▶ [EXERCISE DESCRIPTION]
Starting at the line that contains "draw the outline of the person" and stopping after the line that contains "L 366 185 L", write those lines out again with "all instances" changed to "every instance" and nothing else altered.

Start of EXERCISE DATA

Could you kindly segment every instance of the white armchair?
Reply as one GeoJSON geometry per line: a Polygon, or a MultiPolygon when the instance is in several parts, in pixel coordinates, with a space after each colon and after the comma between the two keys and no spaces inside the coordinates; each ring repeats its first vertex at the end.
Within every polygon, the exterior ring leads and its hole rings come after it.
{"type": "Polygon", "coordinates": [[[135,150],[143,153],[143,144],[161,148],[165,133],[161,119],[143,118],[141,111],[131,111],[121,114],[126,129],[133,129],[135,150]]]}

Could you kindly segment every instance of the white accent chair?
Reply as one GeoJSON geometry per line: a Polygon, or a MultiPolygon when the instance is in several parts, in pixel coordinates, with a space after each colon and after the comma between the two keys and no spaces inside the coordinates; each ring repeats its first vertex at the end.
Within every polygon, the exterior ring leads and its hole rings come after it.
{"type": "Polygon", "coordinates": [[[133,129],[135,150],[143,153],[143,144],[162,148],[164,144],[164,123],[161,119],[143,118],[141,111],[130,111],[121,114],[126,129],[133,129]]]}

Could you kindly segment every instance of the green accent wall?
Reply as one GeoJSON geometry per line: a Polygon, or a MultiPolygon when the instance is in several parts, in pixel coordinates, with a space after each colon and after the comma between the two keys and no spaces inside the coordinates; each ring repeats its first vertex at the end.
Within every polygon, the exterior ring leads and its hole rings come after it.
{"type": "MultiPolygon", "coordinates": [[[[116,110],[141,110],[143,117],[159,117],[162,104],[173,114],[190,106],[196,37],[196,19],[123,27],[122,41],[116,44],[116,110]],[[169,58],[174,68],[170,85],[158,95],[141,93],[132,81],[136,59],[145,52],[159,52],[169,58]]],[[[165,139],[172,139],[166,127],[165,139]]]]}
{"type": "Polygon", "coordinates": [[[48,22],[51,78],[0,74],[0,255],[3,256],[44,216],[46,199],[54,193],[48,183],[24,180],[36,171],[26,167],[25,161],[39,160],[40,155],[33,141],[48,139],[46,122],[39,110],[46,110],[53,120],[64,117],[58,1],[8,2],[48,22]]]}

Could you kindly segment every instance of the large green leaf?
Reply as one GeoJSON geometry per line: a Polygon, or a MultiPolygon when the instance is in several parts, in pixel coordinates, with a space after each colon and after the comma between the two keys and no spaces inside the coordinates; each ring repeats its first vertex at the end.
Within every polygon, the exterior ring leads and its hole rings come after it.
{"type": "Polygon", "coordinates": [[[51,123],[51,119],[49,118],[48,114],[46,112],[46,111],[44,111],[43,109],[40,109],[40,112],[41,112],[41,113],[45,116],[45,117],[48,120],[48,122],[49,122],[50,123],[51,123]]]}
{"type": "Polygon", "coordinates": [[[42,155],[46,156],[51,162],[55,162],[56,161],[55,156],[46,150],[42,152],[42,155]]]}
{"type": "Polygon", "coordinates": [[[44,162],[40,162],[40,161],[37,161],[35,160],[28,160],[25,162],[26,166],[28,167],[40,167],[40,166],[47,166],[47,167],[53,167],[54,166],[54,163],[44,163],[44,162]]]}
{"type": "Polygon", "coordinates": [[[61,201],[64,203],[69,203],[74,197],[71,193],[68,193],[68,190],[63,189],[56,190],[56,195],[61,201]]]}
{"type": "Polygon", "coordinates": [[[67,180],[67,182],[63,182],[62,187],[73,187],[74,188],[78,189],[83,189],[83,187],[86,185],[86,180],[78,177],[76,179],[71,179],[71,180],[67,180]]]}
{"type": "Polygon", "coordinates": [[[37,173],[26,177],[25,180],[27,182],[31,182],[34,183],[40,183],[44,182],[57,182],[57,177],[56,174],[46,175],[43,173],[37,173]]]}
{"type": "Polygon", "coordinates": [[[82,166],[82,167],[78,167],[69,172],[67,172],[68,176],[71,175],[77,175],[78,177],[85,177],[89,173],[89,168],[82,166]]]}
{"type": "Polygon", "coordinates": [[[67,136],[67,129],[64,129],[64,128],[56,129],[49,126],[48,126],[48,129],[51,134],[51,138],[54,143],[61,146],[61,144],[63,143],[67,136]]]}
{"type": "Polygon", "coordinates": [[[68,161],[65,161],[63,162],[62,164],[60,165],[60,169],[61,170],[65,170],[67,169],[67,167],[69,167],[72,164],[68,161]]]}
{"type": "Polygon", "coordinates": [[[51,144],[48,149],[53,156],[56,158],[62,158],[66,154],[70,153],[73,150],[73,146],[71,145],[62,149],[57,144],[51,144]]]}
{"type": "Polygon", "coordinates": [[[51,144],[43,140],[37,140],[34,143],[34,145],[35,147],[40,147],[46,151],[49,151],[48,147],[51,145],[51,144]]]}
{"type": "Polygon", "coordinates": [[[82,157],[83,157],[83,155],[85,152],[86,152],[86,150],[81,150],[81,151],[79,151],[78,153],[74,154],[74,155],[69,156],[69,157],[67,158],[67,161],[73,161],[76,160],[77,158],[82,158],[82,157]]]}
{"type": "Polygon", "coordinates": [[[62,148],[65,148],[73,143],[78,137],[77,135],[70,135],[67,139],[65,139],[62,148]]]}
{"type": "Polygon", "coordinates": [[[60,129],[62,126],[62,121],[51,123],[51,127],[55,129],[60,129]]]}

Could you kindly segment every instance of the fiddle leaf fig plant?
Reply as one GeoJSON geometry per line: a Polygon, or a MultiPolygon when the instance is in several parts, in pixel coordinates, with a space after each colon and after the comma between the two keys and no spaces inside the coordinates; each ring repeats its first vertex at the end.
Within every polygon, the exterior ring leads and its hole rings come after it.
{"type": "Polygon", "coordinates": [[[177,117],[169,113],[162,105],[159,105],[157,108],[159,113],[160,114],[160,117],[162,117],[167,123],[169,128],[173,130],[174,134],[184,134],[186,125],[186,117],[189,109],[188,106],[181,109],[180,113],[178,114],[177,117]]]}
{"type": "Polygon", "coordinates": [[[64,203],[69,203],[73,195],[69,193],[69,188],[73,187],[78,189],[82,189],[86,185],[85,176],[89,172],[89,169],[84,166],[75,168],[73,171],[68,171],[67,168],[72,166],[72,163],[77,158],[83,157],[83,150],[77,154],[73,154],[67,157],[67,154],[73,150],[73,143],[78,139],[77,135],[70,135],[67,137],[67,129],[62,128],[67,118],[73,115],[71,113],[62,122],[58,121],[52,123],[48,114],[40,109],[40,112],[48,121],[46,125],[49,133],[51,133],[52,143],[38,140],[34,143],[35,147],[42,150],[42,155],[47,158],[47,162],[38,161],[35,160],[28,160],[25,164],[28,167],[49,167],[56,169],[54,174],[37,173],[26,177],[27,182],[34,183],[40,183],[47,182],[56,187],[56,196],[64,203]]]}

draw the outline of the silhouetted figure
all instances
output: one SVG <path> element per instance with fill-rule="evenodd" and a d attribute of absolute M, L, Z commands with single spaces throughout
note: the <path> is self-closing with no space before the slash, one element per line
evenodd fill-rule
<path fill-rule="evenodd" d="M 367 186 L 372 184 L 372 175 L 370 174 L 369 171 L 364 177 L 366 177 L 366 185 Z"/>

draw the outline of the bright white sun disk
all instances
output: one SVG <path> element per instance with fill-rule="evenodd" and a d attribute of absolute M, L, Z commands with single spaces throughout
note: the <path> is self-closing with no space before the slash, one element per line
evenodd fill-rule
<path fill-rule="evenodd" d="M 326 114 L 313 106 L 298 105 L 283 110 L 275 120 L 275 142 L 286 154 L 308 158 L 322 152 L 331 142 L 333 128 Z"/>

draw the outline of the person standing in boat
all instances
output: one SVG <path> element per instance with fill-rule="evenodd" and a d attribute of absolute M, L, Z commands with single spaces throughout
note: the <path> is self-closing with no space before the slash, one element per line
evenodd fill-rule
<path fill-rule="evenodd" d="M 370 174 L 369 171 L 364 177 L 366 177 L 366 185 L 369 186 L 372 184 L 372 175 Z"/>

End of EXERCISE DATA
Start of EXERCISE DATA

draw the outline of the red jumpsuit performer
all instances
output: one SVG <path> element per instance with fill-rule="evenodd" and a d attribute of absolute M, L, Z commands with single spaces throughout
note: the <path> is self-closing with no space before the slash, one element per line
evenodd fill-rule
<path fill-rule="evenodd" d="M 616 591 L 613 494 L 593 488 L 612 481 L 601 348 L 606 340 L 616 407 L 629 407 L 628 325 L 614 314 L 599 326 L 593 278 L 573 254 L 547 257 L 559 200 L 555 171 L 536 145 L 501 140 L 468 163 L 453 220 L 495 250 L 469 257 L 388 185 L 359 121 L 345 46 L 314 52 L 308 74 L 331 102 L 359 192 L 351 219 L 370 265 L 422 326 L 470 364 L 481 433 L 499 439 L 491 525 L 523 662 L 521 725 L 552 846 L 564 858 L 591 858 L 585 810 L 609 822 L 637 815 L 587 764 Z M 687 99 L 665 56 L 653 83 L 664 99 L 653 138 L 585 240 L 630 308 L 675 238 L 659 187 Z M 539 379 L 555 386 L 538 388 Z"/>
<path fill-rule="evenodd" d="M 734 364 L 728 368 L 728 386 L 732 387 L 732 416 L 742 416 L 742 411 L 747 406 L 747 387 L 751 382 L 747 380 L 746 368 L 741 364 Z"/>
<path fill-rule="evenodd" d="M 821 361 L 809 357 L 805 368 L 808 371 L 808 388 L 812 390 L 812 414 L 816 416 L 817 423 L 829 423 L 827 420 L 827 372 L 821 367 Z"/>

End of EXERCISE DATA

▶ [EXERCISE SOLUTION]
draw the outline of the person standing in boat
every instance
output: one SVG <path> element per instance with fill-rule="evenodd" and a d attribute of absolute M, L, Z commands with single spaces throughout
note: the <path> is self-closing with no space before the slash, one element per line
evenodd fill-rule
<path fill-rule="evenodd" d="M 370 174 L 369 171 L 364 177 L 366 177 L 366 185 L 369 186 L 372 184 L 372 175 Z"/>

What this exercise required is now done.